_Exercise objective_. Return the full passage about the Madness album Keep Moving word for word.

_Given passage_.
Keep Moving peaked at No. 6 in the UK Albums Chart, and two singles from the album reached the Top 20 in the UK Singles Chart.[1] It also reached number 109 on the US Billboard 200, their highest position for a studio album in the United States. The album received some good reviews, with Rolling Stone magazine giving the album four out of five stars, applauding the band's changing sound,[2] and NME ranking it number 13 among the "Albums of the Year" for 1984.[3]
The album was re-released in the United Kingdom in June 2010 on the Salvo/Union Square label, featuring bonus material. The reissue is a 2-CD set with the original album digitally remastered; the bonus content consists of associated singles, 12" mixes and B-sides. It also features liner notes written by comedian and Madness fan Phill Jupitus.
On 5 October 1983, the band were rehearsing and discussing a possible television series, which was being written for them by Ben Elton and Richard Curtis. Barson then informed the band that he would not be able to take part, as he was tired of the music business and wanted to spend more time with his wife. They had recently relocated to Amsterdam.[4] Barson agreed to finish recording the album Keep Moving and left after playing for the last time with the band at the Lyceum Ballroom on 21 December 1983. After leaving the band, James Mackie[5] took Barson's place, appearing with Madness on the US hit television show Saturday Night Live on 14 April 1984. After leaving the band, Barson returned to the UK for the filming of two music videos, "Michael Caine" and "One Better Day", as he'd played on the tracks. He officially left the band in June 1984, following the release of the "One Better Day" single.[1] Paul Carrack took Barson's place whilst the band toured America in early 1984.

(A block of data)

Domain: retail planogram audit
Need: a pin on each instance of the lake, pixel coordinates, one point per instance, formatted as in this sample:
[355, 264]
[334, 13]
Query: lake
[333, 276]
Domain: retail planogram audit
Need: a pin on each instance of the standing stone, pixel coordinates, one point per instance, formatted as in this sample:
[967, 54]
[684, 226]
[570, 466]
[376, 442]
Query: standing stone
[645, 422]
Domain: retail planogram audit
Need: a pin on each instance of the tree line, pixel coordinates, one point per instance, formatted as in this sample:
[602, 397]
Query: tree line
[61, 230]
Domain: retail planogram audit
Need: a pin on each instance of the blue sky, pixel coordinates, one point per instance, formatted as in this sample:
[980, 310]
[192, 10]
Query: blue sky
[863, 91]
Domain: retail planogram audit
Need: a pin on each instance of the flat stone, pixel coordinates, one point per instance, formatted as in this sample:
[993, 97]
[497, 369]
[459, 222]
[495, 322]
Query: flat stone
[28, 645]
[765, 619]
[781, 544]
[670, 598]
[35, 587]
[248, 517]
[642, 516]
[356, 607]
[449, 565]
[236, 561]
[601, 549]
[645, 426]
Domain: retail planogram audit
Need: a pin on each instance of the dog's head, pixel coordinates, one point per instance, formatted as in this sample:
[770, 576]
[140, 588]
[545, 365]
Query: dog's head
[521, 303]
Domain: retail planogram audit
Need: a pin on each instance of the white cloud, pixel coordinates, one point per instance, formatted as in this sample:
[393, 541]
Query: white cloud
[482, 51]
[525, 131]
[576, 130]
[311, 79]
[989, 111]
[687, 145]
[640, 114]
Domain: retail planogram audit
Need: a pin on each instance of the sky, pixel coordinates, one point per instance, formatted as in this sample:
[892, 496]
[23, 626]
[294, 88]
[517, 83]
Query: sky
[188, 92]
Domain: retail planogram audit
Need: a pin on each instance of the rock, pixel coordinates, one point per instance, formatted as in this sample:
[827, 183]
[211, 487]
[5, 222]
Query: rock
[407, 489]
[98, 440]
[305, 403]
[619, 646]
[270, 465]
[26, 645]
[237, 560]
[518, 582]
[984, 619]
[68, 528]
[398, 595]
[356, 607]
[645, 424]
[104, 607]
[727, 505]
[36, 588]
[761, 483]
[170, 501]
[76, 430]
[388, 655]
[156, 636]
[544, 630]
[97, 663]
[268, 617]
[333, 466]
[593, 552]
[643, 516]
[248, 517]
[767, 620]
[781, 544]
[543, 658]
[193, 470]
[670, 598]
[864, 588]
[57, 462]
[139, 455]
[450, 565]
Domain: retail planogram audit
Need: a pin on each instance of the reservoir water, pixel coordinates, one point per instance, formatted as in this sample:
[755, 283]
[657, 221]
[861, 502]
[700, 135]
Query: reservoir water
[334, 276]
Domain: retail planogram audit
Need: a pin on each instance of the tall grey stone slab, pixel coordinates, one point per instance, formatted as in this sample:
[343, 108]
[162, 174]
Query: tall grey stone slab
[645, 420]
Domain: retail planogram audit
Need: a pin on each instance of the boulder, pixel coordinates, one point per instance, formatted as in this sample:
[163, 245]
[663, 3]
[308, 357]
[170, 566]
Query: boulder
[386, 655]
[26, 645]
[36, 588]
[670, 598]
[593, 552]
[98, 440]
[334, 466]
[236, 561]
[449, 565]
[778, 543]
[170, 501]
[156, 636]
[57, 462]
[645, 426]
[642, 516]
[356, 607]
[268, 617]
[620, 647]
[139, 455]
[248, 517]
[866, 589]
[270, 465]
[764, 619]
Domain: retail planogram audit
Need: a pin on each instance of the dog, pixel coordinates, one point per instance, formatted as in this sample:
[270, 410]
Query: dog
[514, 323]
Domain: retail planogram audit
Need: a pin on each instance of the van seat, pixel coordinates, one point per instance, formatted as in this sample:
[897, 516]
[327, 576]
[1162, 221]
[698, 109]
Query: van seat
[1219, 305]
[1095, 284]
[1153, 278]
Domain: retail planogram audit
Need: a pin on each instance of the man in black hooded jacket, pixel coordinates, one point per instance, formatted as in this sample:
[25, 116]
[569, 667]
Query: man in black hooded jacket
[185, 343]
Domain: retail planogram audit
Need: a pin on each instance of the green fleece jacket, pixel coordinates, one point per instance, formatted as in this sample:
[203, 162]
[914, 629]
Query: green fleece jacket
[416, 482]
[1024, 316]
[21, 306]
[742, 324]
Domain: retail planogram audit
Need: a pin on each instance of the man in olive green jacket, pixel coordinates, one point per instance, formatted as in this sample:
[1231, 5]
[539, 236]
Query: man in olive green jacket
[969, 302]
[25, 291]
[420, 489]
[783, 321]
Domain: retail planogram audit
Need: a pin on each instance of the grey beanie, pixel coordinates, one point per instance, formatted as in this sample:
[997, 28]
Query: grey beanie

_Result_.
Keep Moving peaked at No. 6 in the UK Albums Chart, and two singles from the album reached the Top 20 in the UK Singles Chart.[1] It also reached number 109 on the US Billboard 200, their highest position for a studio album in the United States. The album received some good reviews, with Rolling Stone magazine giving the album four out of five stars, applauding the band's changing sound,[2] and NME ranking it number 13 among the "Albums of the Year" for 1984.[3]
The album was re-released in the United Kingdom in June 2010 on the Salvo/Union Square label, featuring bonus material. The reissue is a 2-CD set with the original album digitally remastered; the bonus content consists of associated singles, 12" mixes and B-sides. It also features liner notes written by comedian and Madness fan Phill Jupitus.
On 5 October 1983, the band were rehearsing and discussing a possible television series, which was being written for them by Ben Elton and Richard Curtis. Barson then informed the band that he would not be able to take part, as he was tired of the music business and wanted to spend more time with his wife. They had recently relocated to Amsterdam.[4] Barson agreed to finish recording the album Keep Moving and left after playing for the last time with the band at the Lyceum Ballroom on 21 December 1983. After leaving the band, James Mackie[5] took Barson's place, appearing with Madness on the US hit television show Saturday Night Live on 14 April 1984. After leaving the band, Barson returned to the UK for the filming of two music videos, "Michael Caine" and "One Better Day", as he'd played on the tracks. He officially left the band in June 1984, following the release of the "One Better Day" single.[1] Paul Carrack took Barson's place whilst the band toured America in early 1984.